>>>>>

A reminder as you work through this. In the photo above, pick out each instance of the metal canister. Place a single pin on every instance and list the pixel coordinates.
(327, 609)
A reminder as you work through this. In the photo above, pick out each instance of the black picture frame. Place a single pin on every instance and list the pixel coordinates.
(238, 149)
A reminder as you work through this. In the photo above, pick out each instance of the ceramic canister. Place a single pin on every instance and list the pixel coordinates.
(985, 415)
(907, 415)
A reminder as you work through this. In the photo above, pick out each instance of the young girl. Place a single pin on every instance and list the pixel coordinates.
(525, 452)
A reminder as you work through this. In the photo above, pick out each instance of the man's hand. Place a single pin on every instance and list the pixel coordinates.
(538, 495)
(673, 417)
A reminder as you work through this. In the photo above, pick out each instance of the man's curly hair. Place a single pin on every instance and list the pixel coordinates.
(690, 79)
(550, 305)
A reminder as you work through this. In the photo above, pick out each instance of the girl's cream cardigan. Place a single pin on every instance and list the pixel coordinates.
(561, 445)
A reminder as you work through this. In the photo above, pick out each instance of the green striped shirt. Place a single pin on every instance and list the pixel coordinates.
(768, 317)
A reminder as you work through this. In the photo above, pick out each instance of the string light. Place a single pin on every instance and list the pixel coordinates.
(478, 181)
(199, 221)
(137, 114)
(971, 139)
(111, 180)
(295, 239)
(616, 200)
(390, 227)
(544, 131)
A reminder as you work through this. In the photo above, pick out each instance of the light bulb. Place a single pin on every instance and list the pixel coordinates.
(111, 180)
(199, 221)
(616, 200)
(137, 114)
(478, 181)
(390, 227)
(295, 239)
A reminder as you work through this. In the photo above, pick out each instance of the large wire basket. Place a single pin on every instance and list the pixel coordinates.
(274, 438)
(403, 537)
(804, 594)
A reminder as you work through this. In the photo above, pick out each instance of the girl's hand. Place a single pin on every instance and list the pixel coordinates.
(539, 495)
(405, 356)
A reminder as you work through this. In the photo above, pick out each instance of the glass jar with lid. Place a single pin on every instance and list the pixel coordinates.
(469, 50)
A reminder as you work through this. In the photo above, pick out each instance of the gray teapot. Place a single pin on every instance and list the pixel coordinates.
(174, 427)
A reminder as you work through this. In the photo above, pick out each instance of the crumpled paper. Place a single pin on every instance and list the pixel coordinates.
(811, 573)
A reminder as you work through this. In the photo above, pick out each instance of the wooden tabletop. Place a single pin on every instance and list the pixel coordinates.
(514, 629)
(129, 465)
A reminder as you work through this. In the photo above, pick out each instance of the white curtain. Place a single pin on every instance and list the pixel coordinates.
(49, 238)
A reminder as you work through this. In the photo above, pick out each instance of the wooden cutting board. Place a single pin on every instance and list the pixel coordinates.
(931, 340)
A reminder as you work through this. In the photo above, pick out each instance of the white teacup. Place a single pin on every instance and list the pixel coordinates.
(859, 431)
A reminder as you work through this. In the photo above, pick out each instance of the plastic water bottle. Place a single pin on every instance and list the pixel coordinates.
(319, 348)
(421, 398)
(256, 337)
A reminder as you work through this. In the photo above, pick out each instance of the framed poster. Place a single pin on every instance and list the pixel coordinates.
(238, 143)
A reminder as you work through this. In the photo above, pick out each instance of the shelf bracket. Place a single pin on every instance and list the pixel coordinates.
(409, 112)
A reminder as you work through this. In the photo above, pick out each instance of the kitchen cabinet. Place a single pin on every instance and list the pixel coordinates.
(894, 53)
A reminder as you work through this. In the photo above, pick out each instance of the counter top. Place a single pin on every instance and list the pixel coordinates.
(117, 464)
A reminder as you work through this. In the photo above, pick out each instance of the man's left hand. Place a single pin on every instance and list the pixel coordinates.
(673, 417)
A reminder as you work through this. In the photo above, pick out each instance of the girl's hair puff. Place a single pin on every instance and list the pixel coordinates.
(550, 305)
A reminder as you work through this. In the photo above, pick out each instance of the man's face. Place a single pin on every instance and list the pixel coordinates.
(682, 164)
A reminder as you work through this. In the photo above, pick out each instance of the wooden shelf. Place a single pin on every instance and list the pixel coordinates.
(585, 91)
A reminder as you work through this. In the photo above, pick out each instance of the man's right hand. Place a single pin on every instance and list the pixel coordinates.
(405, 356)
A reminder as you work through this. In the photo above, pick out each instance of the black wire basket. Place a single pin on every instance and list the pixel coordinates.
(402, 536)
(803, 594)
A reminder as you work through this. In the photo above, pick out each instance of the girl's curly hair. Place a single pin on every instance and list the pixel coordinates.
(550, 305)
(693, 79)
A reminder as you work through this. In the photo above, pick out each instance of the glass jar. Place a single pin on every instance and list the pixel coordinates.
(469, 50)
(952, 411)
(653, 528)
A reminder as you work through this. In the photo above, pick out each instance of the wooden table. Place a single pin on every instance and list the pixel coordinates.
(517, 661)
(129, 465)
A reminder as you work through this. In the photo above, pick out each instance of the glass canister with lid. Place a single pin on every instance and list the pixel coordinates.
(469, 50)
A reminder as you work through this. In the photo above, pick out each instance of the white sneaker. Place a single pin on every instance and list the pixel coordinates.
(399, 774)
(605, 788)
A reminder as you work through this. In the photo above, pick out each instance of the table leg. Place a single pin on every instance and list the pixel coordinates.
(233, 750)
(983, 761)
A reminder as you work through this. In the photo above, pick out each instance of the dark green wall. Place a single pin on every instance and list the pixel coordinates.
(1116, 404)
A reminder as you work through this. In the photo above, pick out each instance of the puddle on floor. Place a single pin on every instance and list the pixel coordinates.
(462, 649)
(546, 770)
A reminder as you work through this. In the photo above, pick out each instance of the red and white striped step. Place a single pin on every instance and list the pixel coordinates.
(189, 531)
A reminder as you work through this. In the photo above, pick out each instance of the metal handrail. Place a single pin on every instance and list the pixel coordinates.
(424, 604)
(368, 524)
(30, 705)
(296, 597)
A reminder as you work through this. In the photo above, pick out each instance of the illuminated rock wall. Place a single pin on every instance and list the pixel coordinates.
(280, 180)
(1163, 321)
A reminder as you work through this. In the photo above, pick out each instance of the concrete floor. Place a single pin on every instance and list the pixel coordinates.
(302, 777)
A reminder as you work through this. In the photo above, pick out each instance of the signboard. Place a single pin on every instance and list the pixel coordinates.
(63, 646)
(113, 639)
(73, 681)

<<<<<

▶ _Objective_
All of the records must be retyped exactly as they are.

▶ _Complete answer_
A reminder as you work through this. In the photo above, pick out each instance of the metal canister. Place a single pin on every instance and list the pixel coordinates.
(327, 609)
A reminder as you work through this. In the photo above, pick out each instance of the black picture frame. Place a single pin on every instance and list the pixel coordinates.
(238, 149)
A reminder as you work through this. In the photo above, pick out each instance of the ceramic canister. Place a single pin on every instance and list the pixel coordinates.
(985, 415)
(907, 415)
A reminder as you work through this. In the photo above, pick out each instance of the young girl. Place a single pin on every instance and list the pixel coordinates.
(525, 452)
A reminder as you work through this. In the photo above, pick out each instance of the man's hand. Place a single pin on every instance and list the pixel coordinates.
(538, 495)
(673, 417)
A reminder as you work through this. In the photo above, pick out each instance of the man's curly hair. Place a single pin on every instance and list the pixel coordinates.
(690, 79)
(550, 305)
A reminder as you work through this. In the photo above, pick out each instance of the girl's cream cardigan. Place a single pin on every instance and list the pixel coordinates.
(561, 445)
A reminder as you work through this. In the photo above, pick out each instance of the green striped shirt. Place a single pin on every instance and list the pixel coordinates.
(768, 317)
A reminder as you work through this. In the photo above, pick out each instance of the string light. Place a single pin on every instance and list the pixel coordinates.
(478, 181)
(199, 221)
(137, 114)
(971, 139)
(111, 180)
(295, 239)
(616, 200)
(390, 227)
(544, 131)
A reminder as you work through this. In the photo above, pick out each instance of the light bulb. Place a single pin on every instance and list the pixel coordinates.
(111, 180)
(199, 221)
(616, 200)
(137, 114)
(478, 181)
(390, 227)
(295, 239)
A reminder as you work through this. In the photo above, pick out each instance of the large wire basket. Place a single pin on every instance and list the pixel coordinates.
(274, 438)
(403, 537)
(804, 594)
A reminder as you work through this. In the photo above, pick out each instance of the girl's hand. Place a single pin on every instance and list the pixel coordinates.
(539, 495)
(405, 356)
A reminder as you work through this. In the photo above, pick out each instance of the glass jar with lid. Place a single pin on every instance and list the pixel coordinates.
(469, 50)
A reminder as you work through this. In the photo above, pick out each instance of the gray teapot. Place a single pin on every instance and list the pixel coordinates.
(174, 427)
A reminder as you work through this. In the photo above, pick out each instance of the crumpled paper. Place a single pin on every instance and list the pixel coordinates.
(811, 573)
A reminder as you work through this. In the photo above, pick out each instance of the wooden tabletop. Place a single pin on every instance and list the pixel coordinates.
(514, 629)
(129, 465)
A reminder as you work through this. In the photo above, pick out each instance of the white curtain. Place a single pin on every instance and list the pixel coordinates.
(49, 238)
A reminder as you work through this. In the photo above, pick out each instance of the wooden cutting board. Place a single pin on every instance and list the pixel coordinates.
(931, 340)
A reminder as you work through this. In the photo above, pick out each instance of the white teacup. Place a single pin on every instance and list the pixel coordinates.
(859, 431)
A reminder as you work through this. In the photo above, pick out each instance of the plastic water bottle. Place a single pin on every instance and list the pixel coordinates.
(319, 348)
(421, 398)
(256, 337)
A reminder as you work through this. In the photo above, pick out each instance of the framed poster. Place a single pin on every instance and list the pixel coordinates.
(238, 143)
A reminder as you work through this. In the photo above, pick out each instance of the shelf bracket. Place a single pin on every instance and list the pixel coordinates.
(409, 112)
A reminder as you work through this. In the photo above, pick out each instance of the kitchen cabinet. Place a single pin on every instance and list the pixel coordinates.
(894, 53)
A reminder as you work through this. In the photo above, pick out each instance of the counter top. Place a single pin on every instance and list the pixel coordinates.
(117, 464)
A reminder as you work through this. In the photo above, pick out each instance of the man's left hand. Place a single pin on every instance and list the pixel coordinates.
(673, 417)
A reminder as you work through this. In the photo above, pick out each instance of the girl's hair puff. Place a single pin on every instance and list the pixel coordinates.
(550, 305)
A reminder as you work through this. In the photo above, pick out each instance of the man's face. Place a single pin on every instance and list the pixel coordinates.
(682, 164)
A reminder as you work through this. In the photo above, pick out each instance of the wooden shelf. Place a single pin on every instance and list the pixel coordinates.
(585, 91)
A reminder as you work through this. In the photo above, pick out each instance of the man's right hand. Place a single pin on every instance and list the pixel coordinates.
(405, 356)
A reminder as you work through this. In the photo above, pick out each instance of the black wire basket. Place a single pin on every instance and list the pixel coordinates.
(402, 536)
(803, 594)
A reminder as you work through this. In the photo above, pick out each instance of the girl's curly hair. Place a single pin on every instance and list the pixel coordinates.
(550, 305)
(693, 79)
A reminder as you work through this. In the photo above, pick out each instance of the glass jar. Place a single pin on every instance and list the pixel coordinates.
(469, 50)
(952, 411)
(653, 528)
A reminder as you work through this. In the photo above, pick out each instance of the wooden table. Place a single pin on every instance and list the pixel coordinates.
(517, 661)
(129, 465)
A reminder as you work through this. In the photo above, pick out each instance of the glass canister with lid. Place a single pin on every instance and list the pixel coordinates.
(469, 50)
A reminder as you work through this. In the photo above, pick out each instance of the white sneaker. Place a single pin on every instance and list the pixel coordinates.
(399, 774)
(605, 788)
A reminder as you work through this. In the photo above, pick out each instance of the table leg. Place a single pin on every instance and list the pixel coordinates.
(233, 750)
(983, 761)
A reminder as you work through this. In the photo above, pick out each instance of the dark green wall. Place a single pin on every instance and list the pixel coordinates.
(1116, 404)
A reminder as you work through this. In the photo above, pick out each instance of the puddle on floor. Place a single pin on every instance and list the pixel coordinates.
(462, 649)
(546, 770)
A reminder as you work through this. In the photo above, pick out each instance of the red and white striped step. Place a single pin on every instance and list the pixel coordinates.
(189, 531)
A reminder as you work through this. In the photo above, pick out each instance of the metal handrail. Place a single pin on every instance and list the pixel coordinates.
(424, 604)
(368, 524)
(30, 705)
(296, 597)
A reminder as you work through this. In the photo above, pick out each instance of the illuminated rock wall. Place a single pin on every instance and list the pixel coordinates.
(280, 180)
(1163, 321)
A reminder as you work through this. In the photo above, pick out each instance of the concrete floor. Place a single pin on every instance and list the pixel coordinates.
(302, 777)
A reminder as you work through this. In the photo above, pick out each instance of the signboard. Place a single pin on every instance and list the pixel coordinates.
(63, 646)
(113, 639)
(73, 681)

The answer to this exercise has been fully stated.